Your objective: What is needed here is an exact reprint of every record below.

--- Information supplied Enclosed Below ---

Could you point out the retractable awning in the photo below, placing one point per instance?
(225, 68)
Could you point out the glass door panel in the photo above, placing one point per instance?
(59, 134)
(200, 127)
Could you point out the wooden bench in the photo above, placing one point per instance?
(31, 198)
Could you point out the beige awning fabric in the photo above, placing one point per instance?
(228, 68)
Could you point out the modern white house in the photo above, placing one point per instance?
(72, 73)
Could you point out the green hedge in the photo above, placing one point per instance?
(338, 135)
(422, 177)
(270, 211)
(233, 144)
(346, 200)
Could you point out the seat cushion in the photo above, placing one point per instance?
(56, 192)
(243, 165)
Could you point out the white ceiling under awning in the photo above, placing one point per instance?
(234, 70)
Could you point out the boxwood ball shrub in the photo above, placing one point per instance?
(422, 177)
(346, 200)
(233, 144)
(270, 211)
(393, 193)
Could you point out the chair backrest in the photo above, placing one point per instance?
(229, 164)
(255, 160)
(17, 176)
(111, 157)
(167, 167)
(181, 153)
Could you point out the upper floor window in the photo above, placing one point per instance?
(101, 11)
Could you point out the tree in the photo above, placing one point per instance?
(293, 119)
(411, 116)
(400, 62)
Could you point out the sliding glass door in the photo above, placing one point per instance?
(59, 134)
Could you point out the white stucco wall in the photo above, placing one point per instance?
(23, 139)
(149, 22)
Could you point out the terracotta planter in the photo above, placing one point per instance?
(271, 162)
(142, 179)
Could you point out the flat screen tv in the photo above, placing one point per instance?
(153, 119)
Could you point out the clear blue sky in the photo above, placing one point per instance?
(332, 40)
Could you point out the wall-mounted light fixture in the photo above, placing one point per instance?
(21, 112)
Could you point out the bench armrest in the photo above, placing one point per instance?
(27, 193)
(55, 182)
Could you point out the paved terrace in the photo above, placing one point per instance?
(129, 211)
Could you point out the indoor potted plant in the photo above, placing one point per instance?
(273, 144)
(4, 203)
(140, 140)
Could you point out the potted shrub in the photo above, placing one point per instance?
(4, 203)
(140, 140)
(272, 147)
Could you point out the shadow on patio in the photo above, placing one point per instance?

--- End of Enclosed Information supplied ---

Answer box:
Could you point out the retractable awning in the photo below, placing one point per instance?
(225, 68)
Could you point out the glass door panel in the photo above, placing one point per instance?
(59, 134)
(200, 127)
Could you point out the wooden bench in the photo above, placing one point per instance?
(31, 198)
Could you point out the beige awning fabric in the photo above, placing one point per instance?
(228, 68)
Could you point out the modern white house in the photo above, placing one point per instance?
(72, 73)
Could you point out the green hedge in the photo above, placing one point per instance?
(338, 135)
(422, 177)
(270, 211)
(233, 144)
(346, 200)
Could you point out the seat cushion in the photo above, placing one point per instance?
(56, 192)
(243, 165)
Could you point out the white ceiling under awning in the photo above, placing one point per instance?
(234, 70)
Could you point out the boxwood ball shrub in the photo above, placing one point per instance?
(422, 177)
(346, 200)
(233, 144)
(270, 211)
(393, 193)
Could you point out the chair backrest in the photo above, placing one point per instance?
(229, 164)
(255, 160)
(17, 176)
(111, 157)
(167, 167)
(181, 153)
Could you point out the upper floor window in the photo above, placing one point per instance?
(101, 11)
Could you point out the tree in the photo above, placing one point per instance?
(293, 119)
(411, 116)
(400, 62)
Could you point out the sliding glass door in the photo above, placing one point per instance?
(59, 134)
Could you point out the white stucco wall in the photo above, placing one point per instance?
(23, 139)
(149, 22)
Could you point out the terracotta planter in the photo above, placing one point per instance?
(271, 162)
(142, 179)
Could you point out the flat screen tv in the photo above, placing one point per instance?
(153, 119)
Could you point out the clear blue sky in the photo above, placing one point per instance?
(332, 40)
Could you point out the wall-mounted light fixture in the photo above, placing one point per instance?
(21, 112)
Could you point out the bench armrest in the photo above, placing one point per instance?
(27, 193)
(55, 182)
Could you point out the paved terrace in the photo above, placing one point per instance?
(129, 211)
Could you point out the indoor potted plant in the photo above, placing one point per instance?
(273, 144)
(4, 203)
(140, 140)
Could you point out the potted shrub in the photo above, placing one point per instance?
(4, 203)
(140, 140)
(272, 147)
Could you point out the shadow on patio in the photo above, placing one point per instance?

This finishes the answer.